### TO DO
Please copy the material below, switching each "detector" to "locator" and leaving everything else unchanged.
Begin
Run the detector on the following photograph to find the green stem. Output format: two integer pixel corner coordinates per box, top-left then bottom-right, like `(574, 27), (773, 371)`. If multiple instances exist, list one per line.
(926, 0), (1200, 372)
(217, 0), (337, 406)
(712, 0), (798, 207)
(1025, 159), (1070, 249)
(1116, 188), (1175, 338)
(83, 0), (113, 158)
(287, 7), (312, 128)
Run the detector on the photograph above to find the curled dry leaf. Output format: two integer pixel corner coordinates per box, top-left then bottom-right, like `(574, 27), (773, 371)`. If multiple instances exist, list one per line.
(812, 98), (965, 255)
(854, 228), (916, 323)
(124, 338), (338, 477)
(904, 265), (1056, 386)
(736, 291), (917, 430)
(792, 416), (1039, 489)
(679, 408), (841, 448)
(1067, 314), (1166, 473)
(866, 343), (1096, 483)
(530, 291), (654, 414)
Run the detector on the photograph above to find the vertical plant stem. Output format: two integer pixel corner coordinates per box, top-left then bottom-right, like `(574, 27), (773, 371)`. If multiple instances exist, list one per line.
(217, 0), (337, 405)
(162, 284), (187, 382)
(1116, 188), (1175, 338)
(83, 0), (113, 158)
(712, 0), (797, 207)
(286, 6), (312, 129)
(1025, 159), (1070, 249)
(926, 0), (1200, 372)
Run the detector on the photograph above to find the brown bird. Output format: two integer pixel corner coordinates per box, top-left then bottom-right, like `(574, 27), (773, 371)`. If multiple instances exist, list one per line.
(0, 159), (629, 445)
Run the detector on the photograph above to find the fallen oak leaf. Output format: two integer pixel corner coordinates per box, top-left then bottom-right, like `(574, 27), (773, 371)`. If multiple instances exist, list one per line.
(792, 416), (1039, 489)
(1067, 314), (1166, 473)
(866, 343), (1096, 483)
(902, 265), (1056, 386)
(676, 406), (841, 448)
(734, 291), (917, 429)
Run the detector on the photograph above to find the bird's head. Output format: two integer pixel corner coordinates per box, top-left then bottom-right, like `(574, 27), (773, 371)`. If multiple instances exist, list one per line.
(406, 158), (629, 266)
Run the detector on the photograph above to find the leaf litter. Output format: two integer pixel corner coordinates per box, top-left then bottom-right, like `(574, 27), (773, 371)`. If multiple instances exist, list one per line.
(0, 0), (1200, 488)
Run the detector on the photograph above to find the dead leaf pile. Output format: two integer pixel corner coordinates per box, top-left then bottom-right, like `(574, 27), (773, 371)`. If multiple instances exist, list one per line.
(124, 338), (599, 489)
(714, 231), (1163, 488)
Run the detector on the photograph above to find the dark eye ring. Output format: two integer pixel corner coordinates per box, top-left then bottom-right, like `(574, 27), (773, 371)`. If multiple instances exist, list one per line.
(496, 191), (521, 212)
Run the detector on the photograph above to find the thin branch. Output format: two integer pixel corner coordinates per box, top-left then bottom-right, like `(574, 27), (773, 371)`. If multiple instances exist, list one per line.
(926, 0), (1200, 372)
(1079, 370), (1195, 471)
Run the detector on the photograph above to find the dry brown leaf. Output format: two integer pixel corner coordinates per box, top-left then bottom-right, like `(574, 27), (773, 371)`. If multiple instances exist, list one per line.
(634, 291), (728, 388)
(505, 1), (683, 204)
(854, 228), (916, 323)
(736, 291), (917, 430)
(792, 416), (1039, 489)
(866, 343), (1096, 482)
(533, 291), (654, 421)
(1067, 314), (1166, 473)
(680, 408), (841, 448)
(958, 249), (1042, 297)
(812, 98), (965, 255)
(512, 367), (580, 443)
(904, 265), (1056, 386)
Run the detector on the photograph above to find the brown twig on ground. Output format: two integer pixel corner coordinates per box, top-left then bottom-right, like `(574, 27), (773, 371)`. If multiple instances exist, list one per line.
End
### COMPLETE RESPONSE
Run the locator on the following photograph to find the green stem. Output format: two integer pixel corner coordinates per box, top-left then bottom-right, like `(574, 27), (773, 371)`. If multiple instances exist, list one per line.
(926, 0), (1200, 372)
(217, 0), (337, 406)
(712, 0), (798, 207)
(1025, 159), (1070, 249)
(1116, 188), (1175, 338)
(83, 0), (113, 158)
(287, 7), (312, 128)
Run the locator on the photograph above to find the curled dry leaf. Output format: two integer pixel corner coordinates per box, top-left then bottom-right, like `(574, 27), (773, 371)`. If multiple instances exist, list one per line.
(812, 98), (965, 255)
(854, 228), (916, 323)
(124, 338), (338, 477)
(904, 265), (1056, 386)
(736, 291), (917, 430)
(792, 416), (1039, 489)
(679, 408), (841, 448)
(1067, 314), (1166, 473)
(866, 343), (1096, 483)
(530, 291), (654, 414)
Run the locator on the photograph above to find the vertical plant stem. Output format: two integer pixel corner coordinates per box, top-left then bottom-right, like `(574, 27), (773, 371)`. If multiple instances exist, list one per line.
(217, 0), (337, 405)
(162, 284), (187, 382)
(1116, 188), (1175, 338)
(83, 0), (113, 158)
(712, 0), (797, 207)
(286, 6), (312, 129)
(1025, 159), (1070, 249)
(926, 0), (1200, 372)
Run the locator on the photograph above to find the brown bird. Output format: two integer pixel corner coordinates per box, top-left then bottom-right, like `(574, 27), (773, 371)`. If multiple instances exist, list one per line.
(0, 159), (629, 445)
Run the locator on the photograph above to find the fallen oak leaf. Output format: two integer pixel corner coordinates per box, top-left then bottom-right, like `(574, 27), (773, 371)`. If multiple instances exist, list one per line.
(792, 416), (1039, 489)
(1067, 314), (1166, 473)
(866, 343), (1096, 483)
(902, 265), (1056, 386)
(676, 406), (841, 448)
(734, 291), (917, 429)
Run the locator on the photograph above to find the bird's head. Output format: two integer pixel corner coordinates per box, top-left then bottom-right, like `(574, 27), (773, 371)`. If multiple instances exist, list one per line.
(406, 158), (629, 266)
Run the locator on the photograph above to find the leaf litter. Output format: two integer pixel corner coordinates per box, top-left then bottom-right, like `(574, 27), (773, 371)`. If multiple instances exist, list one per line.
(0, 0), (1200, 488)
Run the locator on the photograph above to find the dead leaf pile. Output format: two integer pixel corner coordinates per box, top-left then bottom-right, like `(574, 27), (773, 371)`. If multiple instances exist, list one per line.
(124, 338), (599, 489)
(714, 231), (1163, 488)
Run the locator on the photograph above to find the dark eye ring. Output format: two integer pixel corner coordinates per box, top-left then bottom-right, like `(574, 27), (773, 371)`. If multiple instances exist, list one per line.
(496, 191), (521, 212)
Run the locator on the photograph above to find the thin branch. Output format: two integer pixel corner coordinates per box, top-left then bottom-right, like `(574, 27), (773, 371)`. If multiple instances exist, list one per line.
(926, 0), (1200, 372)
(1079, 370), (1195, 471)
Run the locator on the photograph above to find the dry brown leaf. Output format: two integer pixel corner coordinates per box, top-left then bottom-right, like `(574, 27), (773, 371)`. If multiple instances exist, list one per line.
(634, 291), (728, 388)
(505, 1), (683, 204)
(854, 228), (916, 323)
(736, 291), (917, 430)
(792, 416), (1039, 489)
(866, 343), (1096, 482)
(533, 291), (654, 421)
(1067, 314), (1166, 473)
(680, 408), (841, 448)
(958, 249), (1042, 297)
(812, 98), (965, 255)
(512, 367), (580, 443)
(904, 265), (1056, 386)
Run the locator on the photograph above to find the brown twig on ground. Output format: two integer pixel corner coordinates per box, top-left then bottom-right, like `(574, 27), (773, 371)`. If multiple instances exist, list one per line.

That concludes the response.